[Location labeling entries]

···

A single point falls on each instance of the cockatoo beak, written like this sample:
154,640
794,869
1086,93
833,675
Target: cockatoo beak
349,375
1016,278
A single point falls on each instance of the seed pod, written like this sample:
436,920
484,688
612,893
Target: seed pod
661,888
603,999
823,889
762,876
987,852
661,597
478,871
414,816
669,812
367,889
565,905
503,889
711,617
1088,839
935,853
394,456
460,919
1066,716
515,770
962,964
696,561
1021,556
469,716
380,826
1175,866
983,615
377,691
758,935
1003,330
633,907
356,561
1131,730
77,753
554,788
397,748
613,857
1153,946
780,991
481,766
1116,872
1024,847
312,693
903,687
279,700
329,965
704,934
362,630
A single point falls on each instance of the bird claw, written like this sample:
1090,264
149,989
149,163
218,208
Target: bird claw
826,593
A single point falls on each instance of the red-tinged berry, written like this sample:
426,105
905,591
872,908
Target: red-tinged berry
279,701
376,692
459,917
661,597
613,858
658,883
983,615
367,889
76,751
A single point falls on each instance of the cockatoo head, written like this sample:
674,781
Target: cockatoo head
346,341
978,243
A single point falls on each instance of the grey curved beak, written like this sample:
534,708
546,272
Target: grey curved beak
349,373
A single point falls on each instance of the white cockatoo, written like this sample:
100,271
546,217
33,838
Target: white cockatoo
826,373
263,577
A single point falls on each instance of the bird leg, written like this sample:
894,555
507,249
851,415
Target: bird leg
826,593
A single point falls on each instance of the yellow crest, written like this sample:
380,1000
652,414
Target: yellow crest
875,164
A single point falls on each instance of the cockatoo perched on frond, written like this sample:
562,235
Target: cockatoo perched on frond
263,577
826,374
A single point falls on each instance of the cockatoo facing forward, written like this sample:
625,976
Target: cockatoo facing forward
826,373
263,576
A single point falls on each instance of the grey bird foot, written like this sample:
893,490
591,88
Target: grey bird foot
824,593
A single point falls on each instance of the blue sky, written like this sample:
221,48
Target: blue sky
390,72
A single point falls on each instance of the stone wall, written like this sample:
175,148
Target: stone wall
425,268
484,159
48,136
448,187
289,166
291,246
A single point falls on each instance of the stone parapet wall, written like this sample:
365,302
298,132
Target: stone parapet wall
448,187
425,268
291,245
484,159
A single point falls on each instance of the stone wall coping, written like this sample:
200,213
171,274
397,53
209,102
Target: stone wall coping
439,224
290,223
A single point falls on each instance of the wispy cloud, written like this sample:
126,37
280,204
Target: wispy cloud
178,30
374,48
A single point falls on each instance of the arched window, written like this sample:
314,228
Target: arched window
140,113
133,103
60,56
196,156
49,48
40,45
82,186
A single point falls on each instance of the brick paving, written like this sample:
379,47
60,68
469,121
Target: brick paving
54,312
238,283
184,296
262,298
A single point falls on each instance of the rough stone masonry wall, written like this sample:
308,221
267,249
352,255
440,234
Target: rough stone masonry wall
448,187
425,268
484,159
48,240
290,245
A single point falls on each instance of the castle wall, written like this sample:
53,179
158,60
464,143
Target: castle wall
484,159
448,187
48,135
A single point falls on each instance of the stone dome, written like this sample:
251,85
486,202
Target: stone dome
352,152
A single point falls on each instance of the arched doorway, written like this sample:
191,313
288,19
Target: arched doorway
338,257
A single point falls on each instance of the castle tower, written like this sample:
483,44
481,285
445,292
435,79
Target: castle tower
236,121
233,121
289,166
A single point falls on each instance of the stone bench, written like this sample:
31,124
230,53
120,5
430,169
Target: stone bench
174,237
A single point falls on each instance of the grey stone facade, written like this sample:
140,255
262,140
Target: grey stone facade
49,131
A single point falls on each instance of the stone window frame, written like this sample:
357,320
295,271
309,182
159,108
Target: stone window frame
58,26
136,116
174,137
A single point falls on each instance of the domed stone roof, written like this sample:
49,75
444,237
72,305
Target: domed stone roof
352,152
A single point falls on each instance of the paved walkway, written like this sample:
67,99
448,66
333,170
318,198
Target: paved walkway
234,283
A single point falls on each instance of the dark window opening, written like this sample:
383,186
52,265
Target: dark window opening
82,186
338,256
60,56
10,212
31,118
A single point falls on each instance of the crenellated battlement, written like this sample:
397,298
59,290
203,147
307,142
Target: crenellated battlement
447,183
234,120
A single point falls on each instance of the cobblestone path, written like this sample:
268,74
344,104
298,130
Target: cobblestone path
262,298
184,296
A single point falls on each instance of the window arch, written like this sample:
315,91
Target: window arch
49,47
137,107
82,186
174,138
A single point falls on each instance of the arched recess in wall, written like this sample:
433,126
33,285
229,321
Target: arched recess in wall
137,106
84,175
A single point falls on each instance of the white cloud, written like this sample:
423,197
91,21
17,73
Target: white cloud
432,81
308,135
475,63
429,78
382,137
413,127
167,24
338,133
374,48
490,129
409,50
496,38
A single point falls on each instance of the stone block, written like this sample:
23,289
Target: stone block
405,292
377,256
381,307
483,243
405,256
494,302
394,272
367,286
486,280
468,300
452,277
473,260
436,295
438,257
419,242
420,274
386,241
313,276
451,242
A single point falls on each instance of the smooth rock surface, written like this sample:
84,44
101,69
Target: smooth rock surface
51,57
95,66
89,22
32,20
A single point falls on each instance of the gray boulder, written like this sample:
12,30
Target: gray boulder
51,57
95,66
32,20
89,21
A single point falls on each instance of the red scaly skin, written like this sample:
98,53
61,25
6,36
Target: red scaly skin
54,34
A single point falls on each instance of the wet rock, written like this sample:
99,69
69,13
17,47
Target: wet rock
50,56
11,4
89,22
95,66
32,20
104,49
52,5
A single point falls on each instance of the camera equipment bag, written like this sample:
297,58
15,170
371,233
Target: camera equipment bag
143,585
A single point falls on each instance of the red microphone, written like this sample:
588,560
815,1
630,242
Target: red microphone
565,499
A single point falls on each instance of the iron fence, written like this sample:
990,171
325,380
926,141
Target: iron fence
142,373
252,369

···

▶ [Task goal]:
Starting at the line containing "A single point falls on each instance of the iron" and ending at the last line of the entries, write those lines out again with "iron fence" changed to "metal railing" wherever it occurs and everything else left the same.

▶ [Exercise answer]:
A single point falls on each instance of the metal railing, written like this sample:
990,171
325,380
926,141
Target: metal railing
142,373
252,369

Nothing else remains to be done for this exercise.